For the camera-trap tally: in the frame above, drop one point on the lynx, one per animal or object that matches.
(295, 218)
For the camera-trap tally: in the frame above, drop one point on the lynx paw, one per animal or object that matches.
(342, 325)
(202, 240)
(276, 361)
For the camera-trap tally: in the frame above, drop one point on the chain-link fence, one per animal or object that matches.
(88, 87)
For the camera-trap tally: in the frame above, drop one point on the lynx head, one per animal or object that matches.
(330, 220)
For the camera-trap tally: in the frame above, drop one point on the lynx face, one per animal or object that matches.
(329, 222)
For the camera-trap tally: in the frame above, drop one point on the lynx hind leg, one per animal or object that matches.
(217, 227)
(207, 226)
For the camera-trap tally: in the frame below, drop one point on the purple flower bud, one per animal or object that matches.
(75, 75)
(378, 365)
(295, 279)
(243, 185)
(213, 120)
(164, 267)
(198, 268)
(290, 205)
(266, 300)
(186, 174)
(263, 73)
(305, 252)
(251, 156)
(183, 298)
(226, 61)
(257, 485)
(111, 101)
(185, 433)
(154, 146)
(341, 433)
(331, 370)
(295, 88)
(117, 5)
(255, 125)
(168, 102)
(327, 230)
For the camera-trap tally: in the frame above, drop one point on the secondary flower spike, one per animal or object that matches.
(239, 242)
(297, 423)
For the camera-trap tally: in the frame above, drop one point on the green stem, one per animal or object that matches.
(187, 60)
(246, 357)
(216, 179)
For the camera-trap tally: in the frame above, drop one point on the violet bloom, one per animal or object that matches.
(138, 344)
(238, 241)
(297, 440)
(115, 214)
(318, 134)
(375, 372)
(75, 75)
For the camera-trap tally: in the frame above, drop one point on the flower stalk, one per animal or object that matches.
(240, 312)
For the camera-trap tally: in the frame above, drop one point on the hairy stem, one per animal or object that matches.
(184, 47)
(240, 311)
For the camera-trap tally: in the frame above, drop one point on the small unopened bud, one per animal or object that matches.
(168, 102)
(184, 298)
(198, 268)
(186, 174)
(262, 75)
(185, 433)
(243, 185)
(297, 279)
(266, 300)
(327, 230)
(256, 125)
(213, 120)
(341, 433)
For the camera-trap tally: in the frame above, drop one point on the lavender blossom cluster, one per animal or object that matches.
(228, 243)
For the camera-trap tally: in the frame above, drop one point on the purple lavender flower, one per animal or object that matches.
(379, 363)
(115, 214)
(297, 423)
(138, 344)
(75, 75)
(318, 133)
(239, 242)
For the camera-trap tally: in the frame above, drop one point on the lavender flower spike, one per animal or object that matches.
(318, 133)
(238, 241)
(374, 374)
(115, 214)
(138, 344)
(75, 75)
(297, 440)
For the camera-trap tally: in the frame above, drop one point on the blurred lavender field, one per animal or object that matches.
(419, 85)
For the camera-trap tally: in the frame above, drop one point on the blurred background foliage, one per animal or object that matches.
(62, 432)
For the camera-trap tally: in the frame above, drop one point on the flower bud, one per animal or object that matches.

> What to work on: Once the listing above has been read, restate it exactly.

> Answer to this exercise:
For the camera-trap tally: in the frame above, drop one point on the lynx, one per animal or object that matches.
(295, 218)
For the camera-trap tally: in the frame above, drop one point on the lynx paw, one per animal or object that matches.
(342, 325)
(202, 240)
(276, 361)
For the camera-trap tally: in the frame above, drop one point on the chain-link fence, one per animal or object that matches.
(88, 87)
For the camera-trap tally: in the frame above, drop one point on the lynx head, one per animal or object that matches.
(330, 220)
For the camera-trap tally: in the frame above, drop one point on the lynx face, one per animal or object that matches.
(329, 222)
For the camera-trap tally: in the frame above, drop one point on the lynx hind leg, one per animal or object that matches.
(217, 227)
(207, 226)
For the camera-trap tally: in the frame below, drop one point on the purple flower bud, one per animal or object that matches.
(75, 75)
(378, 365)
(295, 279)
(243, 185)
(213, 120)
(164, 267)
(198, 268)
(290, 205)
(266, 300)
(186, 174)
(263, 73)
(305, 252)
(251, 156)
(183, 298)
(226, 61)
(257, 485)
(111, 101)
(185, 433)
(154, 146)
(341, 433)
(331, 370)
(295, 88)
(117, 5)
(255, 125)
(168, 102)
(327, 230)
For the camera-trap tally: in the frame above, drop one point on the secondary flower spike, one per animal or object that matches.
(239, 242)
(297, 423)
For the camera-trap tally: in the frame above, drop one point on the green stem, one per animal or object that matches.
(187, 60)
(246, 357)
(216, 179)
For the camera-trap tally: in the frame above, drop one point on the violet bloom, one per animal or object that matches.
(138, 344)
(238, 241)
(297, 440)
(115, 214)
(318, 134)
(375, 372)
(75, 75)
For the camera-trap tally: in the frame above, drop one point on the flower stalk, one per animal or object that matches.
(240, 312)
For the camera-trap tally: in the frame above, drop one point on the hairy stem, one per animal or object that matches.
(184, 47)
(240, 311)
For the camera-trap tally: in the frame above, drop one point on the small unopened bud, one per animal or object that matches.
(168, 102)
(184, 298)
(198, 268)
(186, 174)
(262, 75)
(185, 433)
(243, 185)
(297, 279)
(266, 300)
(327, 230)
(256, 125)
(213, 120)
(341, 433)
For the camera-trap tally: in the frame above, drop one point on the lavender blossom cluster, one per animal or object that matches.
(228, 243)
For the camera-trap tally: in the frame above, drop one point on the purple lavender flower, one per animal or object that matches.
(379, 363)
(115, 214)
(297, 423)
(138, 344)
(75, 75)
(318, 133)
(239, 242)
For the camera-trap tally: in the frame above, drop one point on the lavender flower spike, one per animal or object that matches.
(318, 133)
(238, 241)
(374, 374)
(115, 214)
(138, 344)
(75, 75)
(297, 440)
For the camera-trap tally: in the frame above, drop one point on the blurred lavender field, one per animal or object that matches.
(419, 85)
For the camera-trap tally: in the frame above, drop one point on the blurred background foliage, one per animal or object that matches.
(62, 432)
For the camera-trap tally: in the frame above, drop one point on the flower bud, one per animal or object that matches.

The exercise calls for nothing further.